*What to do*
[A] Name every author the post about environmental creative nonfiction mentions.
[B] Please print the post about environmental creative nonfiction, starting with "One of my favorite" and going on through "works of nonfiction.".

++++ Supplied text ++++

First off, introductions: Hello all, there’s a new Maggie of Lemuria in town!
Well, not really. You might recognize my face. I’ve been in and out of the Lemuria rotating staff since the summer of 2013 before my senior year of high school. After a summer internship in Oz, I worked part-time as a senior, learned enough to provide an extra hand to wrap or work Oz during the holidays, and here we are. I just keep coming back, even after my freshman year at Ole Miss. I’m working on an English degree my parents still disapprove of.
Okay, glad we got that out of the way.
Recently, I’ve become acquainted with the genre of “environmental creative nonfiction”. Bear with me- it’s a fascinating niche of literature despite its horrendous umbrella term.
When I say environmental creative nonfiction, I’m talking about adventure pieces by John Krakauer, Cheryl Strayed’s wilderness memoir Wild, and Rick Bass’s diary-style Winter: Notes from Montana. What these pieces have in common are their personal narratives of growth and experience as influenced by their environment. The environment becomes a character within the work because it plays such a crucial role in where the piece goes.
One of my favorite pieces within this highly specific genre is David George Haskell’s The Forest Unseen. I was first introduced to this work in Nature Writing, an English course I was lucky enough to weasel my way into during my second semester. I was mostly in it for the chance to get some real writing critique and a trip to Costa Rica (lemme tell you friends, it was awesome), but I was lucky enough to also be exposed to some really phenomenal works of nonfiction.

++++ Data segment ++++

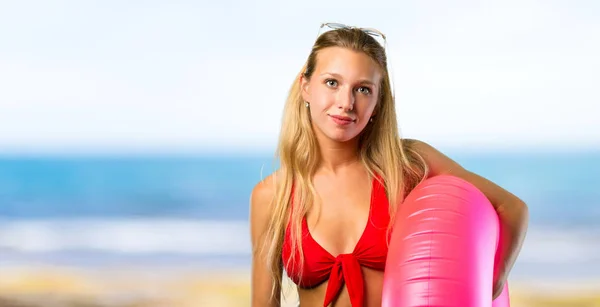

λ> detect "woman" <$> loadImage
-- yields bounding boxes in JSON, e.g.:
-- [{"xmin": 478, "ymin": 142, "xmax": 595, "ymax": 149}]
[{"xmin": 250, "ymin": 24, "xmax": 528, "ymax": 307}]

++++

*Task solutions*
[A] John Krakauer, Cheryl Strayed, Rick Bass, David George Haskell

[B]
One of my favorite pieces within this highly specific genre is David George Haskell’s The Forest Unseen. I was first introduced to this work in Nature Writing, an English course I was lucky enough to weasel my way into during my second semester. I was mostly in it for the chance to get some real writing critique and a trip to Costa Rica (lemme tell you friends, it was awesome), but I was lucky enough to also be exposed to some really phenomenal works of nonfiction.